# [Document excerpt]
-- Begin --

You are viewing a plain text version of this content. The canonical link for it is here.
Posted to user@hive.apache.org by "Amitosh Anand, IDD M Tech, Computer Sci. & Engg., IIT (BHU) Varanasi" <am...@iitbhu.ac.in> on 2015/06/02 11:15:37 UTC

Tables affected by a query

Hi,

I have been trying to build a hook for hive. I require to get the tables
affected by a query. I have tried to use HookContext.getQueryPlan
().getTableAccessInfo () .

It is giving null value for select and create and load data query. Similar
is the case with other methods.

Please provide info on how to use these methods.
It woukd be great if you provide some use case.

Thanks,
Amitosh Anand,
IIT BHU.

Re: Tables affected by a query

Posted by Chinna Rao Lalam <la...@gmail.com>.
To get table access info, need to enable
this "hive.stats.collect.tablekeys" property.. By default it is false..

Hope It Helps,
Chinna

On Tue, Jun 2, 2015 at 2:45 PM, Amitosh Anand, IDD M Tech, Computer Sci. &
Engg., IIT (BHU) Varanasi <am...@iitbhu.ac.in> wrote:

> Hi,
>
> I have been trying to build a hook for hive. I require to get the tables
> affected by a query. I have tried to use HookContext.getQueryPlan
> ().getTableAccessInfo () .
>
> It is giving null value for select and create and load data query. Similar
> is the case with other methods.
>
> Please provide info on how to use these methods.
> It woukd be great if you provide some use case.
>
> Thanks,
> Amitosh Anand,
> IIT BHU.
>



-- 
Hope It Helps,
Chinna

Re: Tables affected by a query

Posted by "r7raul1984@163.com" <r7...@163.com>.

-- End --

# [Excerpted records]
-- Begin --

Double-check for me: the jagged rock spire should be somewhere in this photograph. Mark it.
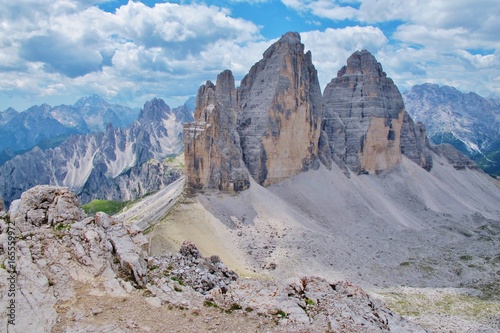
[322,50,432,173]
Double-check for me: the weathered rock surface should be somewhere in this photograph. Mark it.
[322,50,432,173]
[0,186,147,332]
[183,71,250,192]
[400,111,432,171]
[184,33,327,191]
[0,98,185,205]
[0,186,430,332]
[238,32,321,185]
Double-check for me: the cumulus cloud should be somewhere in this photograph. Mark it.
[0,0,264,107]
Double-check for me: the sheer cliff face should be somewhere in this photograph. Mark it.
[183,71,250,192]
[184,33,321,191]
[322,50,432,173]
[238,33,321,185]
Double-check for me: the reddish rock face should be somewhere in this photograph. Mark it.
[184,32,432,192]
[238,33,321,185]
[184,33,321,191]
[183,71,250,193]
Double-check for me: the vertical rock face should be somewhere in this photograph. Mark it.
[401,111,432,171]
[322,50,432,173]
[238,32,321,185]
[184,32,432,193]
[183,71,250,192]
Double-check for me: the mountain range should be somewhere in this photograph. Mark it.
[403,84,500,176]
[0,32,500,333]
[0,95,138,165]
[0,97,192,204]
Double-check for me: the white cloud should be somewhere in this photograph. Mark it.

-- End --

# [What is asked]
a: Reproduce the passage of the Hive mailing list thread starting at "Posted by Chinna" and ending at "it is false..".
b: List every type of query for which, according to the Hive mailing list thread, the table access info comes back as a null value.

# [Exercise responses]
a:
Posted by Chinna Rao Lalam <la...@gmail.com>.
To get table access info, need to enable
this "hive.stats.collect.tablekeys" property.. By default it is false..

b:
- select
- create
- load data